• [About this exercise]: Instruction for the entries that follow: retype exactly the lines from the line with "Each instance of the printed" to the line with "Each instance of the child's", both included, and omit all others.

BEGIN Given records

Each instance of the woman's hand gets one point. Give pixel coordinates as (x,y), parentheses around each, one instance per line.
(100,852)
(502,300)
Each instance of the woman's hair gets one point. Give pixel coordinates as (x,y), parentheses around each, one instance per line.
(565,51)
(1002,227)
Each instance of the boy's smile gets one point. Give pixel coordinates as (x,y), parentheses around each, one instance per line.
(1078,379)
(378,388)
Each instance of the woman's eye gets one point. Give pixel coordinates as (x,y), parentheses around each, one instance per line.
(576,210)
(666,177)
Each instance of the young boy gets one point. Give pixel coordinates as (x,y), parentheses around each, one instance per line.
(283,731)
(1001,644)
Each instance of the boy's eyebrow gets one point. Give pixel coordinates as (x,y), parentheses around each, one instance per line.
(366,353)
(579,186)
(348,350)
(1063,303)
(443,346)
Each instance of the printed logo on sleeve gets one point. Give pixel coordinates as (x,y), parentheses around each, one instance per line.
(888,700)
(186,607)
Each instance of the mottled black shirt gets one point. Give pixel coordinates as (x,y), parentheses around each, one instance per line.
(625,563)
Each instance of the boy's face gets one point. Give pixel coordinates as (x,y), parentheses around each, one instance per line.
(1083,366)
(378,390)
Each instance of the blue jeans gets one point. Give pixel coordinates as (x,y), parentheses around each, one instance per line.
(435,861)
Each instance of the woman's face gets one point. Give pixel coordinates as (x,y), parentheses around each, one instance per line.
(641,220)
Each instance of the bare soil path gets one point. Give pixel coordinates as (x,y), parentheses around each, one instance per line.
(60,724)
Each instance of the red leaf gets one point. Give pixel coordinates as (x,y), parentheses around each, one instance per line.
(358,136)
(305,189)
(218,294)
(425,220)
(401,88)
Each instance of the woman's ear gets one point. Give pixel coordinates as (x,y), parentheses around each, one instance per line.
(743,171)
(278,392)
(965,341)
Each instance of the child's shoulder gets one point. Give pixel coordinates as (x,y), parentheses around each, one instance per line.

END Given records
BEGIN Given records

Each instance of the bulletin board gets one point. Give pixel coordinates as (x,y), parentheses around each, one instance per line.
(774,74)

END Given records

• [Solution]:
Each instance of the printed logo on sleeve gets one point. Give pixel coordinates as (x,y), parentheses around each, one instance per line.
(888,700)
(186,607)
Each instance of the mottled black shirt gets one point. Give pixel coordinates as (x,y), parentheses around each, one instance per line.
(625,563)
Each instance of the boy's face gets one point. Give pixel coordinates as (x,y), parentheses around each, one instance per line.
(1083,366)
(378,390)
Each instance of the blue jeans gets one point. Give pixel coordinates as (x,y), parentheses around each, one instance per line.
(435,861)
Each instance of the woman's face gets one point. Give pixel coordinates as (x,y), parentheses around each, one instance per line.
(641,220)
Each instance of the bare soil path gets one point. Give pixel coordinates as (x,y), parentheses around each, one instance per line.
(60,724)
Each instance of the red leaf gets one point. Give pixel coordinates as (x,y), parentheses around each, one instance per line.
(358,136)
(305,189)
(218,294)
(425,220)
(401,88)
Each instance of the woman's ear gets one point. Give pixel coordinates as (x,y), parentheses around each, one instance per line.
(743,171)
(278,392)
(965,341)
Each instance of the child's shoulder gets one point. Give pixel coordinates as (x,y), parentheses around each, one instance per line.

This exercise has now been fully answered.